29/12/2003
Wijziging diverse GMP-standaarden
De volgende GMP-standaarden zijn gewijzigd: GMP00, GMP01, GMP05,
GMP07, GMP14, GMP24, GMP27 en GMP31.
GMP00 Vo. PDV erkenningsregeling GMP diervoedersector 2003
De voorwaarden voor de borging van tussenhandelaren zijn gewijzigd.
Volgens de nieuwe voorwaarden mag een tussenhandelaar geborgd worden
door één GMP+ gecertificeerde producent van mengvoeders (GMP+ 02) of
voedermiddelen (GMP+ 04) indien:
* de producten bestemd zijn voor directe levering aan de veehouder
en;
* de producten voor het grootste deel afkomstig zijn van de borgende
producent en;
* de borgende producent de borging van alle producten, ook afkomstig
van andere GMP+ 02 of 04 producenten, voor zijn rekening neemt en;
* er geen wijzigingen in het etiket of begeleidend document worden
aangebracht en;
* uitsluitend handel en/of opslag van zakgoed plaatsvindt (dus geen
bulkopslag of eigen bulktransport).

______________________________

## Schriftelijke opdracht A
Leg in één tot drie zinnen uit onder welke voorwaarden een tussenhandelaar volgens de tekst over de gewijzigde GMP-standaarden door één producent geborgd mag worden.
## Schriftelijke opdracht B
Schrijf de tekst over de gewijzigde GMP-standaarden verder, te beginnen na de laatste zin.

## Aangeleverd materiaal
______________________________

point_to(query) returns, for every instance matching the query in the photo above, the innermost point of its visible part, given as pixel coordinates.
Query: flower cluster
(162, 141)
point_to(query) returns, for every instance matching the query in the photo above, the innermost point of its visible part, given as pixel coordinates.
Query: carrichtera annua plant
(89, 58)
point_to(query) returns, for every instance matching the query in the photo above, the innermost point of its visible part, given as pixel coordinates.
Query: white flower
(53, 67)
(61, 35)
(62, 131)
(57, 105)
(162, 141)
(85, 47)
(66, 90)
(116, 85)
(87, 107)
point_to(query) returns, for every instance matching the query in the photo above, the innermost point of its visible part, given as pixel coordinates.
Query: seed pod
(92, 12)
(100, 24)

______________________________

## Antwoord opdracht A
Een tussenhandelaar mag door één GMP+ gecertificeerde producent van mengvoeders (GMP+ 02) of voedermiddelen (GMP+ 04) geborgd worden als de producten bestemd zijn voor directe levering aan de veehouder en grotendeels van de borgende producent afkomstig zijn. Die producent moet bovendien de borging van alle producten voor zijn rekening nemen, ook van producten van andere GMP+ 02- of 04-producenten. Verder mag er niets aan het etiket of het begeleidend document worden gewijzigd en mag uitsluitend handel en/of opslag van zakgoed plaatsvinden, dus geen bulkopslag of eigen bulktransport.

## Antwoord opdracht B
Zie verder ook het nieuwsbericht van 2-12-2003.
De overige wijzigingen zijn voor deelnemende bedrijven van minder
belang. Zij hebben onder meer betrekking op
* Het beoordelen en sanctioneren van certificatie-instellingen.
* De reikwijdte van het niet-verlenen, schorsen of intrekken van een
certificaat.
* De mogelijkheid om een aantal documenten snel te kunnen wijzigen,
dwz zonder dat daar een bestuursbesluit voor nodig is.
GMP01: Algemene GMP-standaard diervoedersector
Het productschap wordt bevoegd verklaard tot het terughalen van
producten, waarbij de kosten hiervan op de ondernemer kunnen worden
verhaald, wanneer de ondernemer in gebreke blijft de hiervoor
vastgestelde recall (par. 4.13.3) uit te voeren en de situatie hiertoe
wel verplicht.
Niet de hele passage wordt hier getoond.